DOCUMENT ->
==========

# Data Deduplication using Clustering
**Objective**: Learn and implement data deduplication techniques.

**Task**: DBSCAN for Data Deduplication

**Steps**:
1. Data Set: Download a dataset containing duplicate entries for event registrations.
2. DBSCAN Clustering: Apply the DBSCAN algorithm to cluster similar registrations.
3. Identify Duplicates: Detect duplicates based on density of the clusters.
4. Refinement: Validate clusters and remove any erroneous duplicates.

In [None]:

import pandas as pd
import numpy as np
from sklearn.preprocessing import StandardScaler
from sklearn.cluster import DBSCAN
import matplotlib.pyplot as plt
import seaborn as sns
from sklearn.neighbors import NearestNeighbors
import time


np.random.seed(42)
def generate_registration_data(num_records=1000,num_exact_dups=100,num_near_dups=50,num_outliers=10):
    start_time=pd.to_datetime('2025-01-01 09:00:00')
    end_time=pd.to_datetime('2025-01-05 17:00:00')
    time_range_seconds=(end_time-start_time).total_seconds()
    data={
        'Registration_ID':range(num_records),
        'Participant_Name':[f'Person_{i}' for i in np.random.randint(1,num_records//2,num_records)],
        'Registration_Time_Seconds':np.random.uniform(0,time_range_seconds,num_records),
        'Payment_Amount':np.random.uniform(50,500,num_records).round(2),
        'Tickets_Purchased':np.random.randint(1,5,num_records),
        'Event_Type':np.random.choice(['Conference','Workshop','Seminar','Webinar'],num_records)
    }
    df=pd.DataFrame(data)
    df['Registration_Time']=pd.to_datetime(start_time+pd.to_timedelta(df['Registration_Time_Seconds'],unit='s'))
    exact_duplicate_rows=df.sample(n=num_exact_dups,replace=False,random_state=42).copy()
    exact_duplicate_rows['Registration_ID']=np.random.randint(num_records,num_records+num_exact_dups,num_exact_dups)
    df=pd.concat([df,exact_duplicate_rows],ignore_index=True)
    near_duplicate_rows=df.sample(n=num_near_dups,replace=False,random_state=100).copy()
    near_duplicate_rows['Registration_ID']=np.random.randint(num_records+num_exact_dups,num_records+num_exact_dups+num_near_dups,num_near_dups)

==========

TO DO -> Continue the DBSCAN deduplication notebook from the point where it stops, before the data below.

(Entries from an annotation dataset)
==========

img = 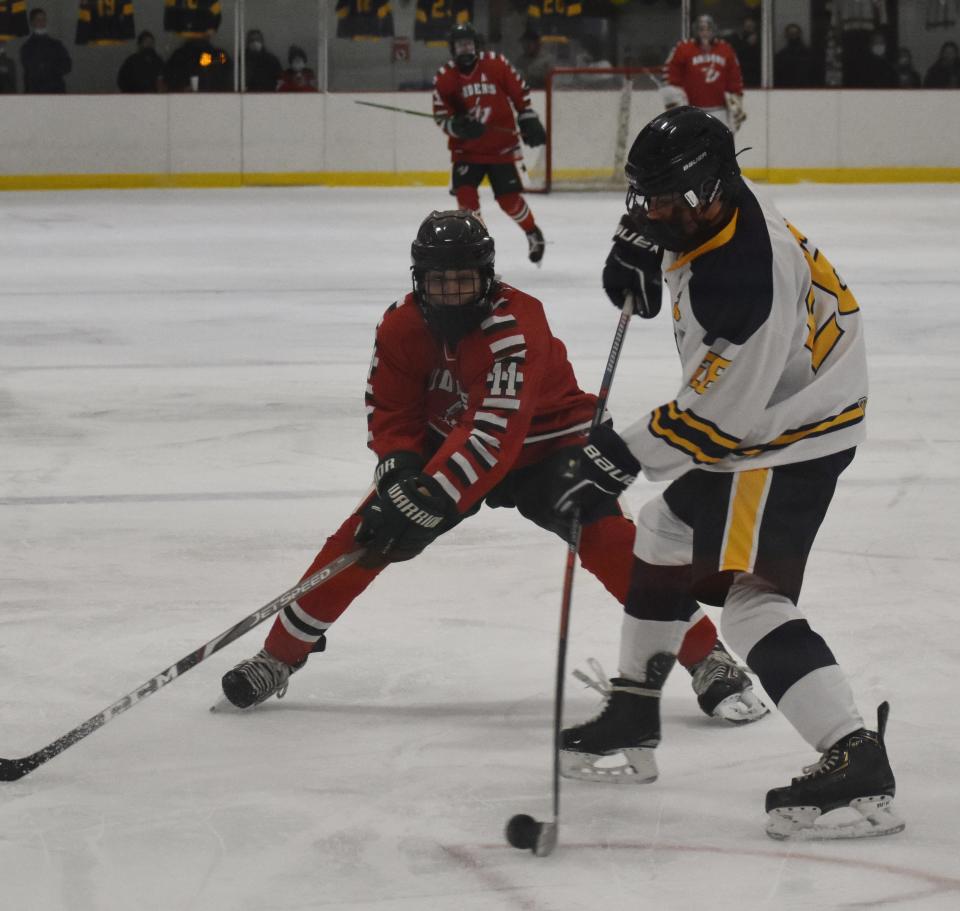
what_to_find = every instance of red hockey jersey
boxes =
[433,51,530,164]
[666,38,743,108]
[366,284,596,513]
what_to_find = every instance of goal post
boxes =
[526,67,663,193]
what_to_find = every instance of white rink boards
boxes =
[0,185,960,911]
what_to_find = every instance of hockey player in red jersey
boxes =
[661,16,747,132]
[433,22,547,263]
[223,210,766,722]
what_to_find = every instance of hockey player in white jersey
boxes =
[557,107,903,838]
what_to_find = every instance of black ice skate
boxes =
[527,225,546,265]
[688,639,770,724]
[560,653,676,784]
[220,649,307,709]
[767,702,905,840]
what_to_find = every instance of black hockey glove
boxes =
[356,474,457,569]
[517,108,547,149]
[553,424,640,524]
[603,215,663,319]
[446,114,487,139]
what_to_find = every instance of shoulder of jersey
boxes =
[378,291,426,332]
[490,282,544,323]
[690,191,773,344]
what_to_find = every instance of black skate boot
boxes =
[767,702,905,839]
[688,639,770,724]
[560,652,676,784]
[527,225,546,265]
[220,649,307,709]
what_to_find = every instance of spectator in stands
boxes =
[773,22,823,89]
[20,6,73,95]
[730,16,760,88]
[860,30,900,89]
[923,41,960,89]
[277,44,319,92]
[897,47,922,89]
[244,28,283,92]
[117,32,164,95]
[163,31,233,92]
[0,39,17,95]
[514,25,554,89]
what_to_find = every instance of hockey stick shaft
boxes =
[0,550,363,781]
[353,99,514,136]
[553,295,633,826]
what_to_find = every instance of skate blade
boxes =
[560,747,659,784]
[210,696,256,715]
[713,687,770,724]
[766,794,906,841]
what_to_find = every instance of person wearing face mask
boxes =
[923,41,960,89]
[244,28,283,92]
[860,31,900,89]
[773,22,823,89]
[277,44,320,92]
[897,47,923,89]
[0,37,17,95]
[20,7,73,95]
[117,32,163,94]
[163,29,233,92]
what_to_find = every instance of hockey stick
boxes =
[533,295,633,857]
[0,550,363,781]
[353,99,515,136]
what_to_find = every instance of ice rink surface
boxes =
[0,185,960,911]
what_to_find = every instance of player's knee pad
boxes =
[633,496,693,566]
[624,558,699,621]
[497,193,530,221]
[720,573,804,659]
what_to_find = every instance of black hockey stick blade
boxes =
[0,550,364,781]
[0,757,36,781]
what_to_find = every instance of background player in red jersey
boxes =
[661,16,747,132]
[433,23,547,263]
[223,211,766,722]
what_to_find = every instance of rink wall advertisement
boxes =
[0,89,960,190]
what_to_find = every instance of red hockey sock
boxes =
[264,515,380,664]
[457,185,480,218]
[677,614,717,668]
[497,193,536,233]
[579,516,637,604]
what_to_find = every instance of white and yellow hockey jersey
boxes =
[621,184,867,481]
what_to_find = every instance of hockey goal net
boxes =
[526,67,663,193]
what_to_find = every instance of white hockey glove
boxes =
[724,92,747,133]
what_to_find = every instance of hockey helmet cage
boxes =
[410,209,495,346]
[624,105,742,250]
[447,22,482,73]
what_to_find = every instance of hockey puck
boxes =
[507,813,557,857]
[507,813,540,851]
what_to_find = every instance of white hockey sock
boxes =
[620,614,689,681]
[777,664,864,753]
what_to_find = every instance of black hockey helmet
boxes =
[410,209,494,346]
[624,105,743,250]
[447,22,481,73]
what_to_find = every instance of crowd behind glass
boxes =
[0,0,960,94]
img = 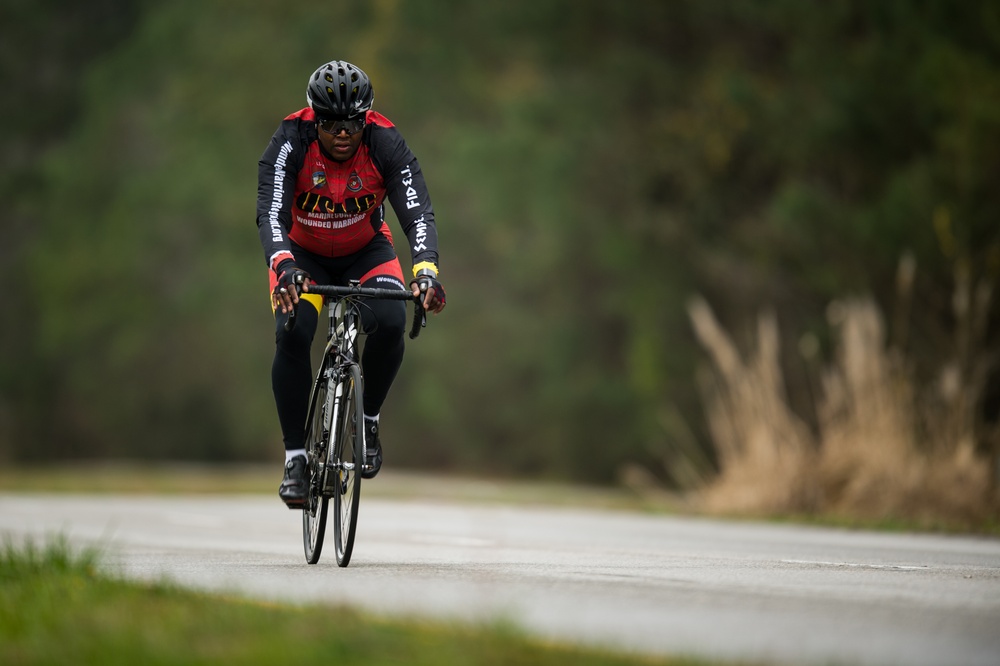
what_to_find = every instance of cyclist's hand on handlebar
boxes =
[410,271,445,314]
[271,259,309,313]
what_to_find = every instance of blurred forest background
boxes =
[0,0,1000,515]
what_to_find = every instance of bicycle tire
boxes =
[330,363,365,567]
[302,360,330,564]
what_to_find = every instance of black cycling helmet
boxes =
[306,60,375,118]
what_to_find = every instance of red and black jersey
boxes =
[257,108,438,268]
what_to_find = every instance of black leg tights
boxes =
[271,301,319,450]
[360,300,406,419]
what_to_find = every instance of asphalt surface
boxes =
[0,494,1000,666]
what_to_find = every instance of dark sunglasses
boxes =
[316,115,365,134]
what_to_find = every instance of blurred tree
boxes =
[0,0,1000,482]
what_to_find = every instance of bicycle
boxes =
[285,280,427,567]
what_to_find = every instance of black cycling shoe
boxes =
[278,456,309,509]
[361,419,382,479]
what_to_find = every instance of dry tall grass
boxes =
[689,299,1000,528]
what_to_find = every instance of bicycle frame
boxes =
[285,282,427,567]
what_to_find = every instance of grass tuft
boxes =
[0,539,708,666]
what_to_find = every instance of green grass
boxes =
[0,540,709,666]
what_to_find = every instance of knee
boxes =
[370,301,406,339]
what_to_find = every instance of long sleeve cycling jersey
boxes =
[257,108,438,274]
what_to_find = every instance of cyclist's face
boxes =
[316,124,363,162]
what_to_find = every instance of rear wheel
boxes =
[302,360,330,564]
[330,363,365,567]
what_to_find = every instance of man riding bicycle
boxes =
[257,60,445,509]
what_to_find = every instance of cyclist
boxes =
[257,60,445,508]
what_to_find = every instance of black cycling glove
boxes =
[274,259,309,294]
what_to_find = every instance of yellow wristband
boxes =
[413,261,437,277]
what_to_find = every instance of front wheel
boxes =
[330,363,365,567]
[302,360,330,564]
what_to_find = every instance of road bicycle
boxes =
[285,280,427,567]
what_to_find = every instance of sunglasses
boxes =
[316,114,365,134]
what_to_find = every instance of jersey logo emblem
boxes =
[347,171,364,192]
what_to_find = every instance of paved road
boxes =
[0,494,1000,666]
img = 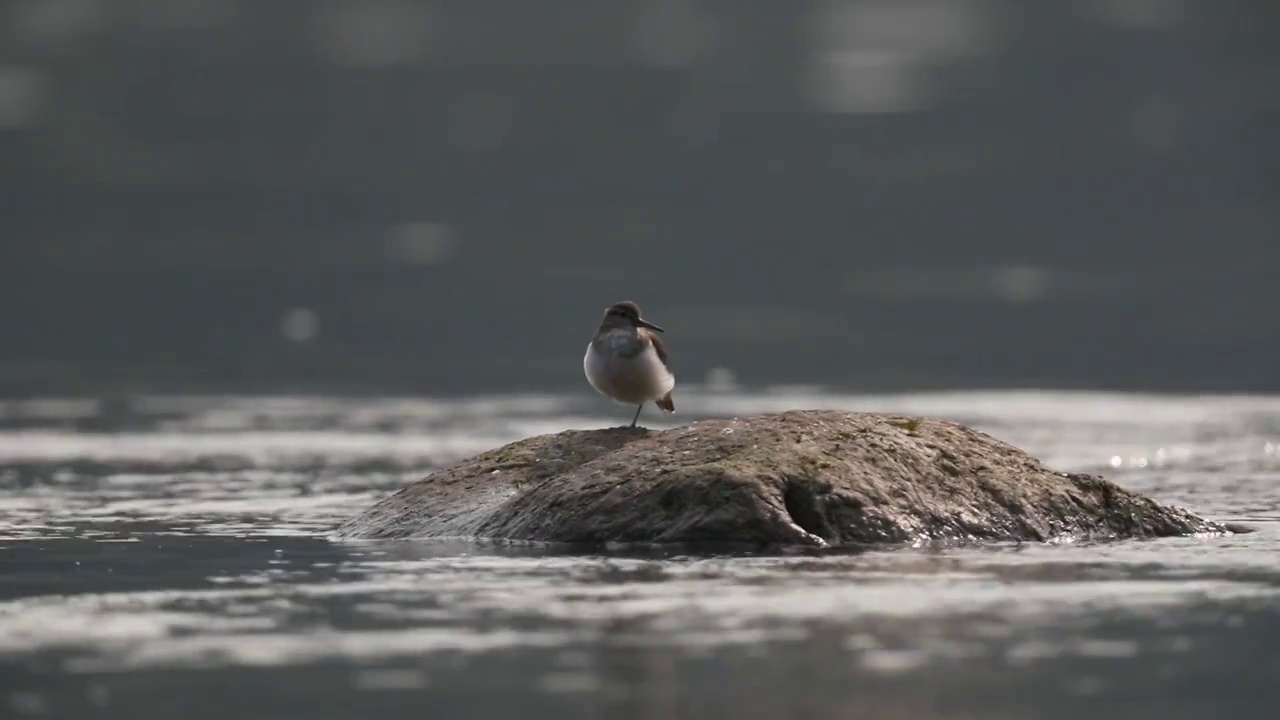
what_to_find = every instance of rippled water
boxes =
[0,388,1280,719]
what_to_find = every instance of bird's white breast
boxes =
[582,333,676,405]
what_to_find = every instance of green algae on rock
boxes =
[337,410,1231,547]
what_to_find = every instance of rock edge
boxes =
[335,410,1242,547]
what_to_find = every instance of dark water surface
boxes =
[0,389,1280,720]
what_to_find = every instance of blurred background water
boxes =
[0,0,1280,395]
[0,0,1280,720]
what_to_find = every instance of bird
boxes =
[582,300,676,428]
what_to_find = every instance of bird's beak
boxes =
[636,318,667,333]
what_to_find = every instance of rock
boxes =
[337,410,1231,547]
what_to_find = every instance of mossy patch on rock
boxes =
[337,410,1229,547]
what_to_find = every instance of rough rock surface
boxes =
[337,410,1229,546]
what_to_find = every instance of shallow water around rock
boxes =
[0,391,1280,720]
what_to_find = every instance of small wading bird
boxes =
[582,300,676,428]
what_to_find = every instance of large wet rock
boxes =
[338,410,1228,546]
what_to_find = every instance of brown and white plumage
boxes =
[582,300,676,427]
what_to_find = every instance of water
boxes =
[0,388,1280,720]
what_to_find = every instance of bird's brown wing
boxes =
[645,331,671,370]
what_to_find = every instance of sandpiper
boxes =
[582,300,676,428]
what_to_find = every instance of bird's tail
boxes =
[653,392,676,413]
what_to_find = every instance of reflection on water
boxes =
[0,389,1280,719]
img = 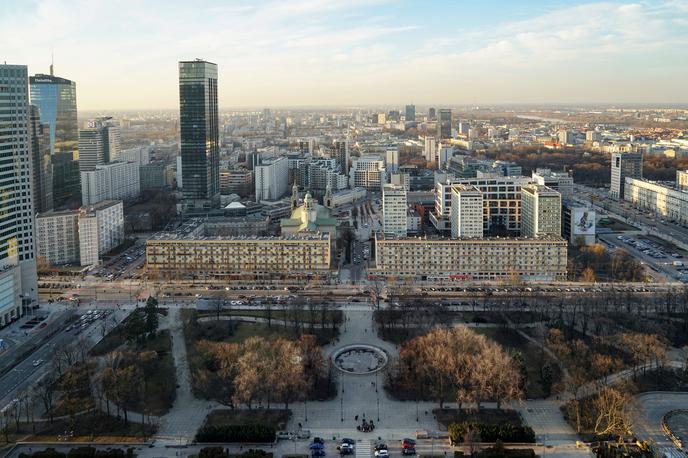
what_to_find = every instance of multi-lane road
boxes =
[0,310,126,410]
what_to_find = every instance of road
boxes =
[574,184,688,249]
[0,310,126,410]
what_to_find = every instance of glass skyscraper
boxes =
[30,105,53,213]
[30,74,81,208]
[179,59,220,209]
[0,65,38,327]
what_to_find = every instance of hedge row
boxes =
[196,425,276,442]
[19,447,134,458]
[447,421,535,444]
[454,448,535,458]
[198,447,272,458]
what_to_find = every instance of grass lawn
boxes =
[203,409,291,431]
[21,412,157,443]
[128,330,177,415]
[198,308,343,327]
[181,309,338,404]
[473,328,561,399]
[432,409,523,428]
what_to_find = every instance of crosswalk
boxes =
[356,441,373,458]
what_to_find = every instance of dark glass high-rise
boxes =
[179,59,220,209]
[29,74,81,208]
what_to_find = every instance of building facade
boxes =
[609,153,643,199]
[79,201,124,266]
[676,170,688,191]
[79,117,120,172]
[450,184,483,239]
[382,184,408,237]
[371,236,567,281]
[30,72,81,208]
[36,210,79,265]
[81,162,141,206]
[349,156,387,192]
[521,184,561,237]
[29,105,54,213]
[0,65,38,327]
[437,108,452,141]
[146,234,331,278]
[179,59,220,208]
[253,157,289,202]
[430,174,530,235]
[624,178,688,225]
[532,168,573,199]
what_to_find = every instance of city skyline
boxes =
[0,0,688,110]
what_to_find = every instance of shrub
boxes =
[196,425,275,442]
[448,421,535,444]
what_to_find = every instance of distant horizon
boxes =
[5,0,688,111]
[79,102,688,114]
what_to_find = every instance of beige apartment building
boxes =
[623,178,688,224]
[146,233,331,278]
[371,236,567,281]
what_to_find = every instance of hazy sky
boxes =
[0,0,688,110]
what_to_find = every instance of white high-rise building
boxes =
[79,118,120,172]
[382,184,408,237]
[79,201,124,266]
[0,65,38,327]
[253,157,289,202]
[81,162,141,206]
[349,156,387,192]
[521,184,561,237]
[450,184,483,239]
[389,173,411,192]
[423,137,437,162]
[609,153,643,199]
[385,148,399,173]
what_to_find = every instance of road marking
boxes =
[356,441,373,458]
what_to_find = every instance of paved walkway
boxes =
[155,308,220,444]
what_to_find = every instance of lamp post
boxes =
[339,377,344,423]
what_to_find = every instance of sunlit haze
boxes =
[5,0,688,110]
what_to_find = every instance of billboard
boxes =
[571,208,595,237]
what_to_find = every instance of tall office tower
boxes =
[332,138,349,176]
[30,70,81,208]
[389,173,411,192]
[0,65,38,326]
[609,153,643,199]
[349,155,387,192]
[557,129,573,145]
[179,59,220,208]
[676,170,688,191]
[521,184,561,237]
[585,130,602,142]
[79,117,121,172]
[404,105,416,122]
[423,137,437,162]
[254,156,289,202]
[385,148,399,173]
[382,184,408,237]
[29,105,54,213]
[437,108,452,140]
[449,184,483,239]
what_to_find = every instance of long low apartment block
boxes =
[370,236,567,281]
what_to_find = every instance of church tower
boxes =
[291,183,299,212]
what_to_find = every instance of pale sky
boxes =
[0,0,688,110]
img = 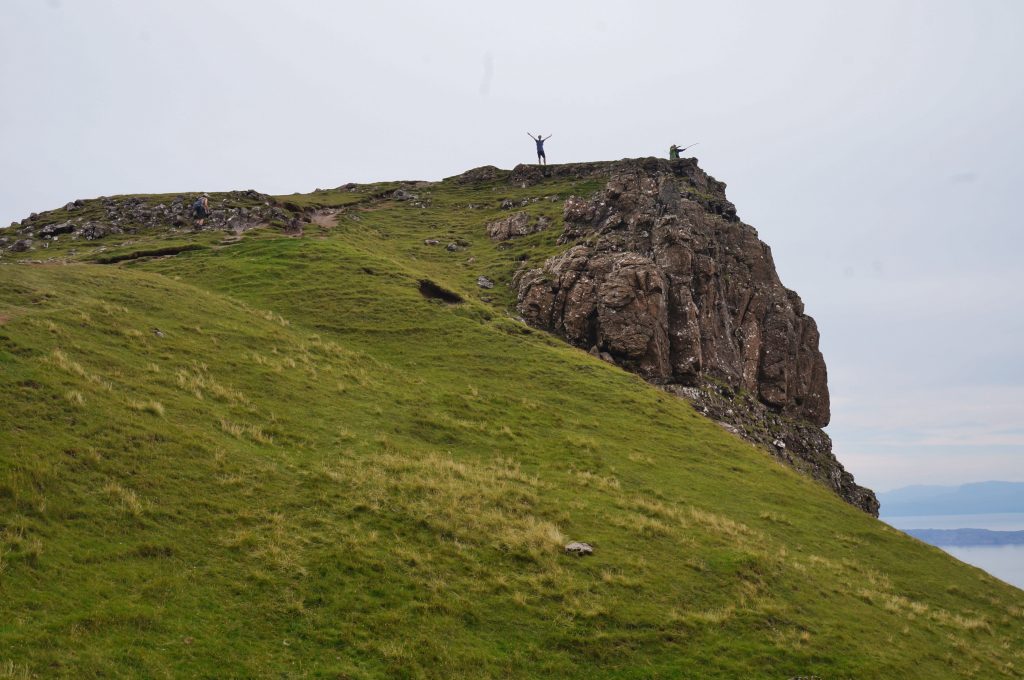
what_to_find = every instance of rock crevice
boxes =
[510,159,878,514]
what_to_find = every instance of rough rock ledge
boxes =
[510,158,879,515]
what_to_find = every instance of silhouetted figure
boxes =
[526,132,551,165]
[193,194,210,226]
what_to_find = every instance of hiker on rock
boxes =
[669,141,700,161]
[526,132,551,165]
[193,194,210,226]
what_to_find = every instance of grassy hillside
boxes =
[0,173,1024,678]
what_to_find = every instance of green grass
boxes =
[0,168,1024,678]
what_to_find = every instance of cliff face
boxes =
[510,159,878,514]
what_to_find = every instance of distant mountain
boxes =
[906,528,1024,546]
[879,481,1024,517]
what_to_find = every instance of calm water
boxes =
[882,513,1024,590]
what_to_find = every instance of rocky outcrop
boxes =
[487,216,551,241]
[509,159,878,514]
[9,189,293,252]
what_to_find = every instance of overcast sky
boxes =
[0,0,1024,491]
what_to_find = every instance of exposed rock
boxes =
[78,222,122,241]
[565,541,594,557]
[15,189,284,241]
[511,159,878,513]
[39,223,76,239]
[487,211,551,241]
[444,165,509,184]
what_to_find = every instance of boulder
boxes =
[516,159,878,513]
[487,211,551,241]
[565,541,594,557]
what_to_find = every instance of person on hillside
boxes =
[193,194,210,226]
[526,132,551,165]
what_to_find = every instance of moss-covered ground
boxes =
[0,173,1024,679]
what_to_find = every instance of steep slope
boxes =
[0,165,1024,678]
[513,159,879,516]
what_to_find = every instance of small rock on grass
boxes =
[565,541,594,557]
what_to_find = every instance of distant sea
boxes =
[881,512,1024,590]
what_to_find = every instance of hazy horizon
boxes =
[0,0,1024,491]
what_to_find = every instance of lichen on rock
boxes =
[511,159,878,514]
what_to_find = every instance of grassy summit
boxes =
[0,166,1024,678]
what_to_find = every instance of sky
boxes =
[0,0,1024,491]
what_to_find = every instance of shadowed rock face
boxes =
[511,159,878,513]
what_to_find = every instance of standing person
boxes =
[526,132,551,165]
[193,194,210,226]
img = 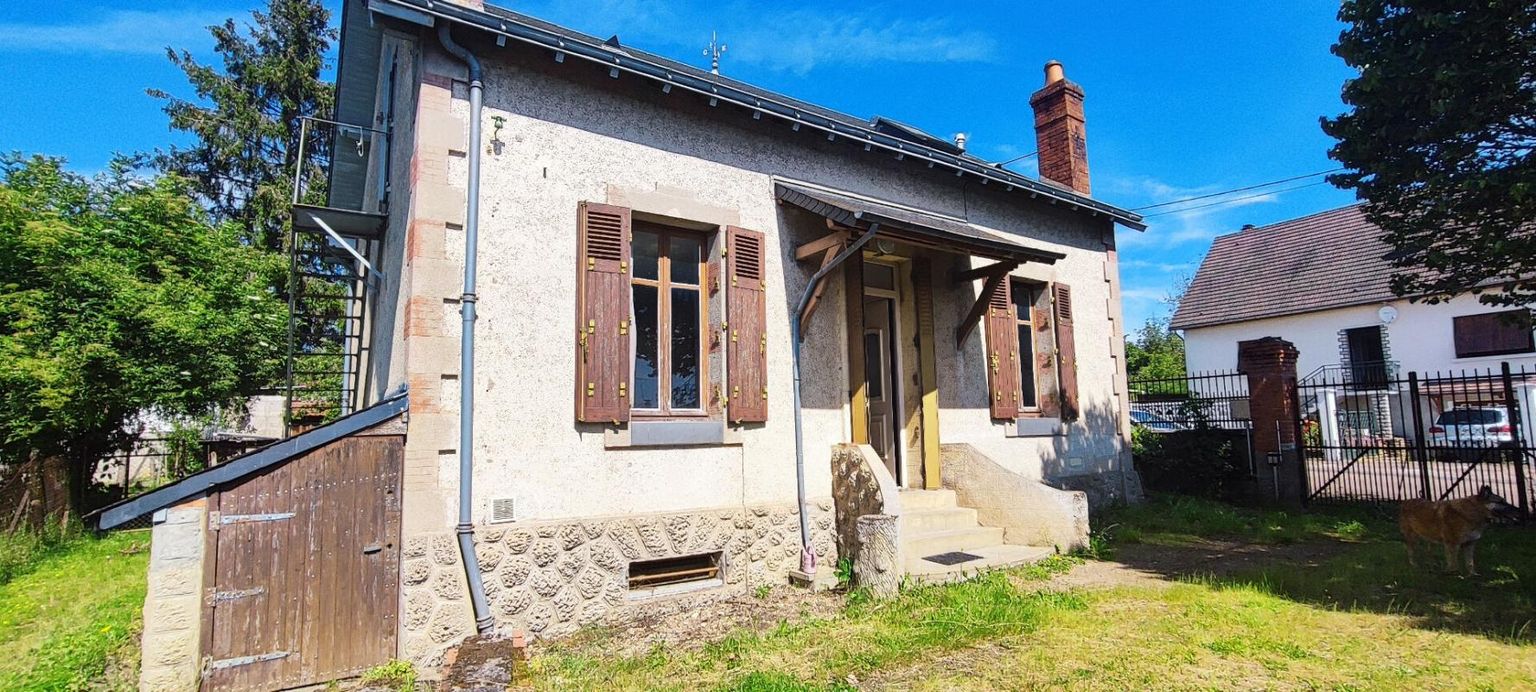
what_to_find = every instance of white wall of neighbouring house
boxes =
[1184,293,1536,377]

==========

TASK RESPONSE ->
    near_duplicate_rows['Payment_Amount']=near_duplicate_rows['Payment_Amount']+np.random.uniform(-5,5,num_near_dups).round(2)
    near_duplicate_rows['Registration_Time_Seconds']=near_duplicate_rows['Registration_Time_Seconds']+np.random.uniform(-3600,3600,num_near_dups)
    near_duplicate_rows['Tickets_Purchased']=near_duplicate_rows['Tickets_Purchased']+np.random.randint(-1,2,num_near_dups)
    near_duplicate_rows['Tickets_Purchased']=np.clip(near_duplicate_rows['Tickets_Purchased'],1,5)
    near_duplicate_rows['Registration_Time']=pd.to_datetime(start_time+pd.to_timedelta(near_duplicate_rows['Registration_Time_Seconds'],unit='s'))
    df=pd.concat([df,near_duplicate_rows],ignore_index=True)
    outlier_rows=df.sample(n=num_outliers,replace=False,random_state=200).copy()
    outlier_rows['Registration_ID']=np.random.randint(num_records+num_exact_dups+num_near_dups,num_records+num_exact_dups+num_near_dups+num_outliers,num_outliers)
    outlier_rows['Payment_Amount']=outlier_rows['Payment_Amount']*np.random.uniform(5,10,num_outliers)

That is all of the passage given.